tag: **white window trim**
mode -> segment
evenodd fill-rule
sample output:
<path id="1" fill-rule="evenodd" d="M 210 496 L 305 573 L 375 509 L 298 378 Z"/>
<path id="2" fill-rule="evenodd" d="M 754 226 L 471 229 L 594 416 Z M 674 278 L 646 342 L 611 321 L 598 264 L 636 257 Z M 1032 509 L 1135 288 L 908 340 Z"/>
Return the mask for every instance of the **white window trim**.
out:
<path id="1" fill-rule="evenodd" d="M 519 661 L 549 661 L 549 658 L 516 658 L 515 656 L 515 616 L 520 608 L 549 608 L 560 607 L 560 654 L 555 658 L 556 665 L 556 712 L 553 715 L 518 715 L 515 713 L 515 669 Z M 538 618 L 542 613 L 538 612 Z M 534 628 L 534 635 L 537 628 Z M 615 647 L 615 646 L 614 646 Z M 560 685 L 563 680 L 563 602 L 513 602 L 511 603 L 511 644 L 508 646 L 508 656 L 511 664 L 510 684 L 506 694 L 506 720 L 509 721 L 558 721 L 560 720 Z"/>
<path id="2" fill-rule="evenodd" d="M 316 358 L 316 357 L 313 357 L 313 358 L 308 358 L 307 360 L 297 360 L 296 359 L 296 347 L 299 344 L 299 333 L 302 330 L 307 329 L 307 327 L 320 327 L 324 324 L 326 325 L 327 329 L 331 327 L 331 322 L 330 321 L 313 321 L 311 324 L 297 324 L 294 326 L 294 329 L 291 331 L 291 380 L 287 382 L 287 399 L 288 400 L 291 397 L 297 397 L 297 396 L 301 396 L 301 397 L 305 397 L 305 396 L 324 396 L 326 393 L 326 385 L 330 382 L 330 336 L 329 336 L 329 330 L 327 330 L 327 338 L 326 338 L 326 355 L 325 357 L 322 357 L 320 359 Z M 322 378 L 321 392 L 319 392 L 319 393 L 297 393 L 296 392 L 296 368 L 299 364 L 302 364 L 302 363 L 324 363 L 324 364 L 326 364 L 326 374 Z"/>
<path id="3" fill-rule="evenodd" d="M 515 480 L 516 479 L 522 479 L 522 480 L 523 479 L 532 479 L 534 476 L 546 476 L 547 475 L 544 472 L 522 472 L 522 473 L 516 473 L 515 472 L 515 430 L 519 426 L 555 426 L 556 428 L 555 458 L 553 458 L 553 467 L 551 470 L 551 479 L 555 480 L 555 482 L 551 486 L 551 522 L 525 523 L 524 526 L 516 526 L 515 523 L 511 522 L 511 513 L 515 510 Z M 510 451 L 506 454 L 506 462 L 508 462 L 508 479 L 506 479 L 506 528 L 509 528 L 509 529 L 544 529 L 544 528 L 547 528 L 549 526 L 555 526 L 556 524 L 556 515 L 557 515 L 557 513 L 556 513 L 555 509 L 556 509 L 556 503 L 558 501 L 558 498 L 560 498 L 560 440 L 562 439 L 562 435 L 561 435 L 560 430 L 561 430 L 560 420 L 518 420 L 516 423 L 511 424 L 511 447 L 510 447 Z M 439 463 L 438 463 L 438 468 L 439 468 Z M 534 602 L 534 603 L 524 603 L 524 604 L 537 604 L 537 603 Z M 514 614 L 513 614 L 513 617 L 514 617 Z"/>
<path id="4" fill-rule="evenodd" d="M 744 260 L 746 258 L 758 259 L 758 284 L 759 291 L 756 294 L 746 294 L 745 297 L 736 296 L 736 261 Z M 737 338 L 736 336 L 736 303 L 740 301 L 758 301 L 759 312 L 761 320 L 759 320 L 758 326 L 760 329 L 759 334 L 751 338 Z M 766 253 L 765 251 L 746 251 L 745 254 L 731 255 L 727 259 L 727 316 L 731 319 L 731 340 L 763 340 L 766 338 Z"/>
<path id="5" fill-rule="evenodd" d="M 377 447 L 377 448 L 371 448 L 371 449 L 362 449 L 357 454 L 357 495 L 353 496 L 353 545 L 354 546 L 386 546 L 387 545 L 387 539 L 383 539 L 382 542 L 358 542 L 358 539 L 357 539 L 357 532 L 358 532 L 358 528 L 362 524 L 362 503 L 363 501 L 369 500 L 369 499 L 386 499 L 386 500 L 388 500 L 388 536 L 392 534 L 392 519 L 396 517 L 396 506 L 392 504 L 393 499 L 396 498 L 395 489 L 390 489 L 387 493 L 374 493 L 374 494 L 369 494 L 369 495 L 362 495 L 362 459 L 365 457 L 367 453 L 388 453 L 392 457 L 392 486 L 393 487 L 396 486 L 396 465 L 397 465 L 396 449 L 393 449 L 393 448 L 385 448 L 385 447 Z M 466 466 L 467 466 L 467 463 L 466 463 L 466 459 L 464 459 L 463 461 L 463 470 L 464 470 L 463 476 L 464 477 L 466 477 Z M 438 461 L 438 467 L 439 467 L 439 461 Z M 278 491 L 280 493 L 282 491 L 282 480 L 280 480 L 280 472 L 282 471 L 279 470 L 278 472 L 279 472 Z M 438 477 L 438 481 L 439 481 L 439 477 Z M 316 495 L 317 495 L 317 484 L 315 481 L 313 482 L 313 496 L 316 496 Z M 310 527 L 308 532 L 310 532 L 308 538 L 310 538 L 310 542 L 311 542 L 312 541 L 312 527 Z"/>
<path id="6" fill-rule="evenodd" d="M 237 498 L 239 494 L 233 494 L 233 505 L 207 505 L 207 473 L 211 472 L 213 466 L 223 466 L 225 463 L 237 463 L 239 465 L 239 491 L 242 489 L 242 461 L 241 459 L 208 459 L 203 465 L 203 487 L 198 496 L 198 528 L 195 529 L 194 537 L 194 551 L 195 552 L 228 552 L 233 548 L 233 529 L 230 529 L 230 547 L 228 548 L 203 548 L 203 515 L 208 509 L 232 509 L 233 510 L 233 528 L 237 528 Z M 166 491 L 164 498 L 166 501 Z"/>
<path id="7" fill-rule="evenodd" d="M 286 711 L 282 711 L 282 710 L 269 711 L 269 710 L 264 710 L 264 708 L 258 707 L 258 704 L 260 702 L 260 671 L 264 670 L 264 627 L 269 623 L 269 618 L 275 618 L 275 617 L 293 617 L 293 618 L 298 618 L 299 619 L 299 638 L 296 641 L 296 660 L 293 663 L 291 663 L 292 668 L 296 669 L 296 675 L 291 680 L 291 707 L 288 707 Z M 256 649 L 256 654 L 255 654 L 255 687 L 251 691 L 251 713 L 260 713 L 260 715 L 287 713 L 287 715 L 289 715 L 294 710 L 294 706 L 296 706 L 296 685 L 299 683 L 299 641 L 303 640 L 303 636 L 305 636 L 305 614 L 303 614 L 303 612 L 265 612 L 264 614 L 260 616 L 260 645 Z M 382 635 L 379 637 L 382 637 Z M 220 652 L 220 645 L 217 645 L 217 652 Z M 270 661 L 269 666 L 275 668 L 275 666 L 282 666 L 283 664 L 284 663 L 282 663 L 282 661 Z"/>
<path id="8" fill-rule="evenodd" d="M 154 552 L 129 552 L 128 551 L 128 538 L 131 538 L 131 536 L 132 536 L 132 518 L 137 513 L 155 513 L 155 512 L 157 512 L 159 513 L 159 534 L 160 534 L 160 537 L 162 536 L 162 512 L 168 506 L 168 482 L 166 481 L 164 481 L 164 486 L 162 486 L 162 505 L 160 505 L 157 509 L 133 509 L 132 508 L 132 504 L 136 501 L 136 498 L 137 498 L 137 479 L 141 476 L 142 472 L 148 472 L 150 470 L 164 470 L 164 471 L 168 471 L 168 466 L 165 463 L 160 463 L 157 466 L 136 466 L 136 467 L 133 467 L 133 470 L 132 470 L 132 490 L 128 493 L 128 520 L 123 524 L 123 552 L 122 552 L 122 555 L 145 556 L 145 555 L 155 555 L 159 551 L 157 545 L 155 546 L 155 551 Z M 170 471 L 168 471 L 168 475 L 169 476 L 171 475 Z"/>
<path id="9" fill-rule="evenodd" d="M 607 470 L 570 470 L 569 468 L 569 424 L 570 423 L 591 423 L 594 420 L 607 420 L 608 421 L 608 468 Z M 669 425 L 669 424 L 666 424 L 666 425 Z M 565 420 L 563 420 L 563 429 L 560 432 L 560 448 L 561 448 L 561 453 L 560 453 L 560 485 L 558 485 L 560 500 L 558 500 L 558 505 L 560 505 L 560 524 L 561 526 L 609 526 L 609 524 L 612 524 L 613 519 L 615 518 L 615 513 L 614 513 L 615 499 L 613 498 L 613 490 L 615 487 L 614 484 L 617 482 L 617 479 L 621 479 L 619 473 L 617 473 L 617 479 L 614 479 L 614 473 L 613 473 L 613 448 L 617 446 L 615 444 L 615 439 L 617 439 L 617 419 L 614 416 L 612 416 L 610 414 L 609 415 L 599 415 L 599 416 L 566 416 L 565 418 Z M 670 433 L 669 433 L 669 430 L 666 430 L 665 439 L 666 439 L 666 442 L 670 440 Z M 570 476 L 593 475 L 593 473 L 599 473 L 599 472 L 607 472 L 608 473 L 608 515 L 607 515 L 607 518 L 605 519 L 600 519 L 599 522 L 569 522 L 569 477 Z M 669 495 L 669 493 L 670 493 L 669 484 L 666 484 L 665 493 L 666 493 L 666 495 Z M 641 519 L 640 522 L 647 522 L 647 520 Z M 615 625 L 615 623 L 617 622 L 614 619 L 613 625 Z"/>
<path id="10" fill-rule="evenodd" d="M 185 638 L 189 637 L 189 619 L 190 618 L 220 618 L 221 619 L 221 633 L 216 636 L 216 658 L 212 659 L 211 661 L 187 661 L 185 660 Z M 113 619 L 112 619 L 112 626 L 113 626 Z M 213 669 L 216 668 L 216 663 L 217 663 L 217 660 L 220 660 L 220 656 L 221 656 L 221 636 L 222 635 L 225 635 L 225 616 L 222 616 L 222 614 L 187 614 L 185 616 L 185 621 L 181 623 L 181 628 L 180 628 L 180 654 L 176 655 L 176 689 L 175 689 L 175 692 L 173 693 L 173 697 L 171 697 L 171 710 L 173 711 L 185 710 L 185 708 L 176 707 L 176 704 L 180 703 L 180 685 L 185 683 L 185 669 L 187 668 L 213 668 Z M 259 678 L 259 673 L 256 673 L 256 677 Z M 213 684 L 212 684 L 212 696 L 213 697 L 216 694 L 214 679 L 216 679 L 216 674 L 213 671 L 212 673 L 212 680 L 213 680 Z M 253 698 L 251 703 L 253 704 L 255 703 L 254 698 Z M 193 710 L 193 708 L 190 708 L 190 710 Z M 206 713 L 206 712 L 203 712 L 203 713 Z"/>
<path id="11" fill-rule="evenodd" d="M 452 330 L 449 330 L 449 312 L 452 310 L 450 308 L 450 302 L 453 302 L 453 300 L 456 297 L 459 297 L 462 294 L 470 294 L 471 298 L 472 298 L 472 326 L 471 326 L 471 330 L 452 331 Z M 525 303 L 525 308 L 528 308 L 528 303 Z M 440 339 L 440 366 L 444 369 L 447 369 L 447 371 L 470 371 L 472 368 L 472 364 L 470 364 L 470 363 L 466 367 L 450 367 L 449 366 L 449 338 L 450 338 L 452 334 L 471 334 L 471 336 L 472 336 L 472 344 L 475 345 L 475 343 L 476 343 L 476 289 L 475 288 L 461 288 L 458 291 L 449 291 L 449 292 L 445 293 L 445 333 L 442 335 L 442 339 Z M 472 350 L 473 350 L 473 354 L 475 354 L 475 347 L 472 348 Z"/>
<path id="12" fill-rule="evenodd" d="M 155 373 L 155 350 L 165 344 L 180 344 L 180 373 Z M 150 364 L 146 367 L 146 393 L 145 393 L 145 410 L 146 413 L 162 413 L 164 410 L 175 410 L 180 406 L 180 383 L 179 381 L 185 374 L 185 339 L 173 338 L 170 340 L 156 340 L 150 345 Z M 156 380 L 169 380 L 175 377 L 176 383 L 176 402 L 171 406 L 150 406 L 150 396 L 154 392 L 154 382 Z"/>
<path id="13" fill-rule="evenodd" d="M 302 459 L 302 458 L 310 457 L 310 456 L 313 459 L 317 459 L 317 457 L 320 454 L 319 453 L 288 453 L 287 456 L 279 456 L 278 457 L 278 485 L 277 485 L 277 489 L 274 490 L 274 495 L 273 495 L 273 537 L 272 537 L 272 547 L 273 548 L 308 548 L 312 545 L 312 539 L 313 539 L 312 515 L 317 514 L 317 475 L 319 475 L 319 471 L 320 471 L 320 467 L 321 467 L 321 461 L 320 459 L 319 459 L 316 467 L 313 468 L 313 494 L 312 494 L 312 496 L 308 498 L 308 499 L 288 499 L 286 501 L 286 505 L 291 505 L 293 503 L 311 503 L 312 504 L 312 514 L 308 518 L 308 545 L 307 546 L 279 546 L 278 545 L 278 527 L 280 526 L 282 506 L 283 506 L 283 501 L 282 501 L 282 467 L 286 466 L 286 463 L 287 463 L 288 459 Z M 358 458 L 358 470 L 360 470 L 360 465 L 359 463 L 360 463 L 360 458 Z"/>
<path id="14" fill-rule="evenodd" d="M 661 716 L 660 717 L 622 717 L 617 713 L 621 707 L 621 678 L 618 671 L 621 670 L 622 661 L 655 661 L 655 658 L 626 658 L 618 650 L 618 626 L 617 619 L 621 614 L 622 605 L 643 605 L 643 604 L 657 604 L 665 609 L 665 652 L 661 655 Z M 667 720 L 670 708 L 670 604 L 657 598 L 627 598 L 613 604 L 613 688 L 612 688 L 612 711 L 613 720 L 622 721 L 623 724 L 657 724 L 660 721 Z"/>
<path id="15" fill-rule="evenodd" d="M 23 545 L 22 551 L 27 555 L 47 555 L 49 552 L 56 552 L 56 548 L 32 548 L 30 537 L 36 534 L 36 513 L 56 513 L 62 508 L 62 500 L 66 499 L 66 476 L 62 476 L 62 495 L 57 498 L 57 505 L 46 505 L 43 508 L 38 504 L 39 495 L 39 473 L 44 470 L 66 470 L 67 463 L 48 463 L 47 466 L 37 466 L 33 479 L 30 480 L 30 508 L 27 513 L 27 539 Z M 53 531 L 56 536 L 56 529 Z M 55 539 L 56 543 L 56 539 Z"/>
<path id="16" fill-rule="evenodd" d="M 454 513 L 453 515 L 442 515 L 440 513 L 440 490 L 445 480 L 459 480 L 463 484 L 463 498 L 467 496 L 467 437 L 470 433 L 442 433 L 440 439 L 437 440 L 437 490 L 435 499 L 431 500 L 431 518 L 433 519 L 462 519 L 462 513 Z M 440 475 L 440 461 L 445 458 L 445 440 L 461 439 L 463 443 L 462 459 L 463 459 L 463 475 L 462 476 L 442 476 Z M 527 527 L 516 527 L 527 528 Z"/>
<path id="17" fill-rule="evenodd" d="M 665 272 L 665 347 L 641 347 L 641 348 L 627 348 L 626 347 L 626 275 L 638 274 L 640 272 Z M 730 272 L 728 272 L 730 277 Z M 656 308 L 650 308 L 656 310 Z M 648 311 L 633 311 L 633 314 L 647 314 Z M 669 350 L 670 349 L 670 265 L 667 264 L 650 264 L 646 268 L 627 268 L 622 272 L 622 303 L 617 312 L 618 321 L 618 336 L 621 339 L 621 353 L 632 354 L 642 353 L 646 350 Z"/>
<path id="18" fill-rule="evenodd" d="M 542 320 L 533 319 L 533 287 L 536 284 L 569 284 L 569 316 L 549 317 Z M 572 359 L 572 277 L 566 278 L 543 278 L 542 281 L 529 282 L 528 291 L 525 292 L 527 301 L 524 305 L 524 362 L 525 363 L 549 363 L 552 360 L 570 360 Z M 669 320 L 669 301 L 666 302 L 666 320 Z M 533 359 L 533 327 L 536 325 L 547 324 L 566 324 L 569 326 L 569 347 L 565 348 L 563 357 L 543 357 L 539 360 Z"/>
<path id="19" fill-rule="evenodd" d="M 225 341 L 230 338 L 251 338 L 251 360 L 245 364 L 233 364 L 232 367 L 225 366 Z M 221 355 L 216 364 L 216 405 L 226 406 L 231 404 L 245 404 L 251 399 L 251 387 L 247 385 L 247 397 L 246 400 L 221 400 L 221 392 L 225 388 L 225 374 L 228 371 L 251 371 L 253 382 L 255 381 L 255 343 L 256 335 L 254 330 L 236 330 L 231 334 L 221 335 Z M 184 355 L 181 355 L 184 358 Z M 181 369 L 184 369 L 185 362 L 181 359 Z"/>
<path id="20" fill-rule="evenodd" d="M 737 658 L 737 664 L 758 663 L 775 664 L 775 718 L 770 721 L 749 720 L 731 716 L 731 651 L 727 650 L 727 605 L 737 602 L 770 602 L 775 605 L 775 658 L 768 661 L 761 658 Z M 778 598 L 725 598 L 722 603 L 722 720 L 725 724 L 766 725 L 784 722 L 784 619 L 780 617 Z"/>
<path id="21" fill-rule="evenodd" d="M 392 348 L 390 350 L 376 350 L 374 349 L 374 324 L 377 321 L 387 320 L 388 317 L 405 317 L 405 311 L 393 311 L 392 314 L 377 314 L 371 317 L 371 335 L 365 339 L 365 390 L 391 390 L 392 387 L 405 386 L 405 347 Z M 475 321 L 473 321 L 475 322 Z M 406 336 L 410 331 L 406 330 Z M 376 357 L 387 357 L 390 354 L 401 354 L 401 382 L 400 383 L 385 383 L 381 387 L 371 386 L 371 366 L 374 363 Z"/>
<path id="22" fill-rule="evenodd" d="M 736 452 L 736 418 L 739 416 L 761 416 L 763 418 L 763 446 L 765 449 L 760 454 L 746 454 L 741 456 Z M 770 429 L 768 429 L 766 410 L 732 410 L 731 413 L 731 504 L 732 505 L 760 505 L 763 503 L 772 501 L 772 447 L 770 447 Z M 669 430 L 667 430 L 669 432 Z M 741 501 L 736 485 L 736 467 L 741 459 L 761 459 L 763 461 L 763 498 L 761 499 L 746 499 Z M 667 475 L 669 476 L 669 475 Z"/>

____________

▸ Instruction:
Reproduce the listing word for word, starting with its very first line and stopping after the line that contains "210 496 L 305".

▸ Result:
tag: **white window trim**
mode -> segment
evenodd fill-rule
sample output:
<path id="1" fill-rule="evenodd" d="M 210 496 L 305 573 L 375 509 L 298 378 Z"/>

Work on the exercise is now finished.